(Task to carry out) Find the string "club" in the records and copy each line where it occurs.

Free-text object descriptions:
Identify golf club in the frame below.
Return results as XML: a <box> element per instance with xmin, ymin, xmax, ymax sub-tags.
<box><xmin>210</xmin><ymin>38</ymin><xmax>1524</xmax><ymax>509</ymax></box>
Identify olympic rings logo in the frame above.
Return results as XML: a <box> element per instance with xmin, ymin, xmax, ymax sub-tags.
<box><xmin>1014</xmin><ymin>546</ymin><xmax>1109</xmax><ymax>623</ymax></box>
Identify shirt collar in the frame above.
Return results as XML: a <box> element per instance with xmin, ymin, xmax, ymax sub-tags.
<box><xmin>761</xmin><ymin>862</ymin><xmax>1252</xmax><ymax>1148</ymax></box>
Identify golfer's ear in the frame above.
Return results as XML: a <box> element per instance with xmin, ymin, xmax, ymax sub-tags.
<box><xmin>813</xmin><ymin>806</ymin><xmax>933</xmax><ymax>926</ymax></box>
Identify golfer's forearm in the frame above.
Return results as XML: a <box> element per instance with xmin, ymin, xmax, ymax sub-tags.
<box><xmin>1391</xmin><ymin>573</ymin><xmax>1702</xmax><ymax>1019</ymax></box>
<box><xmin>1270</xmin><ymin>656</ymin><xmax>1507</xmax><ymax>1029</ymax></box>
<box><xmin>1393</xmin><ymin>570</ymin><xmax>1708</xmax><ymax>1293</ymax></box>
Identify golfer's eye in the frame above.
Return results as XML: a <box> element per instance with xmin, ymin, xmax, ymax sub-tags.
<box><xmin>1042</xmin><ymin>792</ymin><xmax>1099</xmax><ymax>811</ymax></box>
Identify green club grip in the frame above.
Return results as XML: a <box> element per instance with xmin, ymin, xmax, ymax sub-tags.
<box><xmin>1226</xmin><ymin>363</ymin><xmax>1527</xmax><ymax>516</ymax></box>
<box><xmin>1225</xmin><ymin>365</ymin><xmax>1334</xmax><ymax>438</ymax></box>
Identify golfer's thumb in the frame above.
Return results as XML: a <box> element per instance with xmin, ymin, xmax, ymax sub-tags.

(Expected answer)
Identify golf club in the frame below.
Identify green club grip in the frame above.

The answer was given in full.